#### [Text shown]
How should the typical SR paradoxes (train+tunnel, twins, etc.) be used?
Are they pedagogically different than the Faraday paradox?

It seems only in that they are presented along with the new tools required
to resolve the paradoxes while the Faraday paradox would perhaps be
presented within classical EM leaving the student without the context or
tools to properly (simply?) resolve the issue.

I find that "paradoxes" are very useful pedagogical tools when introducing
new material as they elucidate shortcomings of prior knowledge, or pull out
a fine, detailed point students perhaps missed when covering material the
first time through.

One example: introducing the word "system" in regards to thermodynamics. To
begin, I have them think about how, "paradoxically," my momentum is not
conserved when I jump off the ground. To "resolve" this, they needed to
define the system (Is it me alone, or me+Earth?) to work through the
impulse+momentum interaction of my jumping.

This drives home the fact that they are already comfortable with the
concept of a "system" that is defined based on our choice of where to draw
the boundary; problems can sometimes be analyzed differently based on
different choices for the system -- a point students can easily get tangled
up in when first learning thermo.

Perhaps the problem is with the word "paradox." Instead, it may make more
sent to present the situation as "This happens," and ask the students to
explain how it happens. It seems paradoxes are only paradoxes when
presented along with an improper way of thinking about the problem.

Or, maybe that is, itself, a learning tool. In life, students will
encounter problematic explanations and logic, and they need to be able to
cut through the reasoning to find where it went wrong (or be able recognize
that it was wrong in the first place).

All fun things to think about!


Derek


On Sat, May 31, 2014 at 4:19 PM, John Denker <jsd@av8n.com> wrote:

Hi Folks --

The question for today is how and when to teach people
to handle ill-posed problems in general, and paradoxes
in particular.

I like to say that physics isn't hard. We do problems
because they are important, not because they are hard.
Sometimes we do things that /would have been hard/ if
you didn't know the tricks ... which is why it is worth
learning the tricks.

Also: Different games are played by different rules.
You don't play baseball by football rules or vice versa.
In teaching, the introduction to a subject is different
from mastery of the subject.

In an introductory situation, it is best to emphasize
correct ideas. Later on it becomes appropriate to delve
into ill-posed questions and paradoxes.

Usually on this list we look at topics that arise in
introductory situations, topics that arise on the first
turn around the spiral. That's fine as a starting point,
but it's not enough. Where you start out is not where
you want to end up.

At some point, people need to learn to handle ill-posed
problems. In the real world, most decent jobs involve
lots of problem-solving. Unless your job consists of
asking "would you like fries with that", most of the
problems are ill-posed. Otherwise they would have been
solved long ago.

Problem-solving skills can be used for lots of things,
not just physics. However, all too often, the physics
teacher gets stuck teaching remedial problem-solving,
along with remedial math and everything else.

#### [Problems to solve]
1: Answer these questions using the email discussion on teaching paradoxes.
(a) What situation does Derek have students consider, "paradoxically," when he introduces the word "system" in thermodynamics?
(b) According to John Denker, what is best to emphasize in an introductory situation?
(c) What does John Denker say most of the problems in decent jobs are?
2: Resume the email discussion on teaching paradoxes, writing on from its final sentence.

[Point annotation records]
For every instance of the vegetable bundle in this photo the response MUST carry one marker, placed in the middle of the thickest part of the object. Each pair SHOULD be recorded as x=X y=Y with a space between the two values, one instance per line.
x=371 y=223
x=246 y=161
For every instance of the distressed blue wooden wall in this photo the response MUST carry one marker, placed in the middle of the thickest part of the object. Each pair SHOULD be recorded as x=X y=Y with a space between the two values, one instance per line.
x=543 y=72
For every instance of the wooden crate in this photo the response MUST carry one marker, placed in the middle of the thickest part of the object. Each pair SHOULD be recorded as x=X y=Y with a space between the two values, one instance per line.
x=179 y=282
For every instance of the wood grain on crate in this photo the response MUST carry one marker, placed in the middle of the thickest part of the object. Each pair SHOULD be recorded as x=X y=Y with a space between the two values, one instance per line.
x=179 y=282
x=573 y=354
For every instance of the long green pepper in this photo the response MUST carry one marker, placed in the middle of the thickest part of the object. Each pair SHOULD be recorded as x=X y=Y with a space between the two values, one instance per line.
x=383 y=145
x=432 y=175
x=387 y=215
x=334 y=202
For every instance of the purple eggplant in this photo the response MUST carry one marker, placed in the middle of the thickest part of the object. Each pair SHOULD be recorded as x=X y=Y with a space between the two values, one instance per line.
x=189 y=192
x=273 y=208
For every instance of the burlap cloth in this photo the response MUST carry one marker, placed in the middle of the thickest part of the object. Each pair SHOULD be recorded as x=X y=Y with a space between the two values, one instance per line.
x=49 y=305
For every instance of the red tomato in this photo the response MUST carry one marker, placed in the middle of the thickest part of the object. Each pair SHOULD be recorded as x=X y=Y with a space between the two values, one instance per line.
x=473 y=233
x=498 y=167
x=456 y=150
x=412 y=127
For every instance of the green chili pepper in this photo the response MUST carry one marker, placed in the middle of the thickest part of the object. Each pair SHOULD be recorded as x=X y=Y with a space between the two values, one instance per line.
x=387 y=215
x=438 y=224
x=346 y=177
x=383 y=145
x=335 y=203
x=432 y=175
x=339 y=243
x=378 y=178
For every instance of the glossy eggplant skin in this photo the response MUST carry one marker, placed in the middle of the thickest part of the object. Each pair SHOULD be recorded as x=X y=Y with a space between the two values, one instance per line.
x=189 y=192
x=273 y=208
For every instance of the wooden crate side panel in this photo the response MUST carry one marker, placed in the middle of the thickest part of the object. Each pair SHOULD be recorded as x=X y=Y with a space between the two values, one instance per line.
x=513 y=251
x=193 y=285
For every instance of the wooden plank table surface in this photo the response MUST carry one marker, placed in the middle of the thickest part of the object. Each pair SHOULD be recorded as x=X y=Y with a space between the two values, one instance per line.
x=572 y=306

#### [Solved tasks]
1:
(a) How his momentum is not conserved when he jumps off the ground.
(b) Correct ideas.
(c) Ill-posed.

2:
Suggestion: Start with Fermi problems that do not
require very much physics domain knowledge, e.g.
-- how many hairs on your head?
-- how much water in the Atlantic ocean?

Another suggestion: Start with underspecified problems
(such as the examples above). Later move on to wrongly
specified problems (as we now discuss).

If you want to see what it looks like when things go
horribly wrong, look at the Wikipedia article on the
"Faraday paradox"
https://en.wikipedia.org/wiki/Faraday_paradox
The only part of the article that makes sense to me
is the banner at the top that points out that the
rest of the article is incomprehensible and self-
contradictory. I find it encouraging that somebody
noticed the problem. OTOH I find it discouraging that
AFAICT nobody bothered to write a clear, correct, modern
explanation.

I cobbled together a few words and diagrams here:
http://www.av8n.com/physics/faraday-puzzle.htm
There is practically zero overlap between my explanation
and the wikipedia article.

I put the Faraday rotor squarely in the category of
problems that /would have been hard/ if you didn't
know the tricks. Michael Faraday couldn't figure it
out. James Clerk Maxwell couldn't figure it out.
In general, a frontal assault on this problem using
19th-century techniques is going to be a disaster.
So don't do that.

On the other hand, this does /not/ mean this is a
hard problem. It is a would-be-hard problem. It
would be hard if you tried to do it without the
proper tools.

MF and JCM died long before there was any such thing
as vectors, long before there was any such thing as
spacetime, and long before there was a Drude model.

This gets back to the pedagogical question: How should
we teach people to deal with problems like this? I don't
have all the answers, but here are some ideas, to get the
discussion started: IMHO it does not make sense to assign
this problem to naïve students. We can talk about guided
inquiry, with the emphasis on guidance, but if you start
with this problem, AFAICT there is not much guidance you
can give, short of giving away the answer, which defeats
the purpose. Therefore it seems to me that good guidance
requires teaching people to recognize when they are in
over their head. They should put problems like this on
the back burner. Do not attempt a frontal attack on this
problem using 19th-century techniques. Wait until you
have a deeper understanding of the physics, whereupon
this problem becomes a gazillion times easier.

Also, good guidance means starting out with a succession
of easier problems, rather than tossing non-swimmers into
the deep end of the pool.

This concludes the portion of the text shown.